(Material provided begins)
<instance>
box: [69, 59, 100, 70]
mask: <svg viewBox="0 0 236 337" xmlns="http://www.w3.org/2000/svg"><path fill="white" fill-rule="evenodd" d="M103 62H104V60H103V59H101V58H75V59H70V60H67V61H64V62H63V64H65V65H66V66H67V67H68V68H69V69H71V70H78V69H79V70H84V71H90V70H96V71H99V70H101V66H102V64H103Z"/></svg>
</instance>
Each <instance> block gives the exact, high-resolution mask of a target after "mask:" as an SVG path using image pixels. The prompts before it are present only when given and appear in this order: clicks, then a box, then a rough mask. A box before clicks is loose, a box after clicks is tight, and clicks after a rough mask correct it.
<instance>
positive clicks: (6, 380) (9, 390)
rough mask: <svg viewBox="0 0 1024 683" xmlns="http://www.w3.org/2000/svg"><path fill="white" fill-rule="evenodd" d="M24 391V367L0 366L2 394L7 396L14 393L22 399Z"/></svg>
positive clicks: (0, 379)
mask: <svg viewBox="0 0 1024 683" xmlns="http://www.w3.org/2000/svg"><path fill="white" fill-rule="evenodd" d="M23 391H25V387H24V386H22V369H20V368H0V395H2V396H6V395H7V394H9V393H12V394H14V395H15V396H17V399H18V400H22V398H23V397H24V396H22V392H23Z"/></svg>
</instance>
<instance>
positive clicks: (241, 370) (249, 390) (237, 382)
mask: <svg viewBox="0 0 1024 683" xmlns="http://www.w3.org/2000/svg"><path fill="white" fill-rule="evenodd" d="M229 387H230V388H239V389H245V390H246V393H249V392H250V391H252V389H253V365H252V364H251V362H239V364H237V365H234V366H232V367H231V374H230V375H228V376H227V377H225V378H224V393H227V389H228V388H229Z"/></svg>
(Material provided ends)
• _What is needed_: Reproduce all of the material above without alteration.

• _Reply to the exercise_:
<instance>
box: [69, 59, 100, 70]
mask: <svg viewBox="0 0 236 337" xmlns="http://www.w3.org/2000/svg"><path fill="white" fill-rule="evenodd" d="M103 62H104V60H103V59H101V58H75V59H70V60H67V61H64V62H63V64H65V65H66V66H67V67H68V68H69V69H71V70H78V69H79V70H84V71H90V70H96V71H99V70H101V66H102V64H103Z"/></svg>
</instance>
Each <instance> block gives the exact, high-resolution mask of a target after "mask:" as an SVG path using image pixels. The prompts before it are present only when given and appear in this order: clicks, then a box, then a rough mask. A box before clicks is loose, a box after clicks is tight, and clicks after a rough mask correct it.
<instance>
positive clicks: (6, 380) (9, 390)
rough mask: <svg viewBox="0 0 1024 683" xmlns="http://www.w3.org/2000/svg"><path fill="white" fill-rule="evenodd" d="M24 391V367L0 366L2 394L7 396L14 393L22 399Z"/></svg>
positive clicks: (0, 379)
mask: <svg viewBox="0 0 1024 683" xmlns="http://www.w3.org/2000/svg"><path fill="white" fill-rule="evenodd" d="M23 391H25V387H24V386H22V369H20V368H0V395H2V396H6V395H7V394H9V393H12V394H14V395H15V396H17V399H18V400H22V398H23V397H24V396H22V392H23Z"/></svg>
</instance>
<instance>
positive clicks: (241, 370) (249, 390) (237, 382)
mask: <svg viewBox="0 0 1024 683" xmlns="http://www.w3.org/2000/svg"><path fill="white" fill-rule="evenodd" d="M229 387H230V388H239V389H245V390H246V393H249V392H250V391H252V389H253V365H252V364H251V362H239V364H237V365H234V366H232V367H231V374H230V375H228V376H227V377H225V378H224V393H227V389H228V388H229Z"/></svg>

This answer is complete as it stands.